_Task statement:_ Select each line below that contains the word "tower", and copy those lines.

_Stored rows:_
◆ ◆ ◆ ◆

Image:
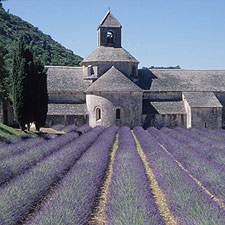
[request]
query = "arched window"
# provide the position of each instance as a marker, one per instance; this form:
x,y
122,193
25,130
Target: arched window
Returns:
x,y
109,37
98,114
118,114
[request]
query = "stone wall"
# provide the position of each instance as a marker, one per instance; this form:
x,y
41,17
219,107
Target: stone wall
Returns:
x,y
164,120
128,68
221,97
130,105
102,37
78,120
77,98
163,96
206,117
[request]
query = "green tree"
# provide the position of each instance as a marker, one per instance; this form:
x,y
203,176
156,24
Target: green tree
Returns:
x,y
29,88
40,95
22,85
3,75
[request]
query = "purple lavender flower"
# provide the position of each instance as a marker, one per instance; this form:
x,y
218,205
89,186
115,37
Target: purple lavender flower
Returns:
x,y
186,200
129,199
23,192
73,199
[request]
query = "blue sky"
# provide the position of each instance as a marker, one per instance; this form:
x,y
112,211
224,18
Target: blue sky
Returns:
x,y
189,33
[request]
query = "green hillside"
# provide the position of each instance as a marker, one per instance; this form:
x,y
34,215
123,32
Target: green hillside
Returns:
x,y
50,51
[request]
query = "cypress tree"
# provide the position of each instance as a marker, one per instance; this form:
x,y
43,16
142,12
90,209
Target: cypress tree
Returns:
x,y
41,95
22,85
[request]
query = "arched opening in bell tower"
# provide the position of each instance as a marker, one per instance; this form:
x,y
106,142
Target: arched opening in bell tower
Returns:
x,y
109,37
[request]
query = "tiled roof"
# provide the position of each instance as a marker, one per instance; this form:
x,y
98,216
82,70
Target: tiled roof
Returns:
x,y
202,99
109,21
67,109
109,54
113,80
66,79
176,107
186,80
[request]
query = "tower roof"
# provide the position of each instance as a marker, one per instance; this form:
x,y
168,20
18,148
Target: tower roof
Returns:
x,y
109,21
113,81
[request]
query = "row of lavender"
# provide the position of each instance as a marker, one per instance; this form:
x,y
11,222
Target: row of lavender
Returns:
x,y
186,199
205,163
129,199
73,199
22,193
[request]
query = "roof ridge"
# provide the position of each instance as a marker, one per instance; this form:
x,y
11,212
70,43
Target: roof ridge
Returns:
x,y
106,16
188,69
113,80
63,67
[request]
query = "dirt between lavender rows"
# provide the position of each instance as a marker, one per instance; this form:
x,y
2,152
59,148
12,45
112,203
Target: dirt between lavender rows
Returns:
x,y
51,131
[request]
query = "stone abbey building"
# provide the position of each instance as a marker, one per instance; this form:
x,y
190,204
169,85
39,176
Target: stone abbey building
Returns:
x,y
108,88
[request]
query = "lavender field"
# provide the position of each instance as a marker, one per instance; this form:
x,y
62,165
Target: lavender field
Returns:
x,y
114,176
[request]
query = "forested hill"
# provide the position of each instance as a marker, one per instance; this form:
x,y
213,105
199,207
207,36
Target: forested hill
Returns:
x,y
50,51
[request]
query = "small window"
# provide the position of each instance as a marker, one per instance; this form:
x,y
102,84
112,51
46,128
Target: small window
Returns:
x,y
98,114
118,114
109,37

◆ ◆ ◆ ◆

_Written answer:_
query = "arched opening in bell tower"
Target: arched opening in bell tower
query = "tower roof"
Target: tower roof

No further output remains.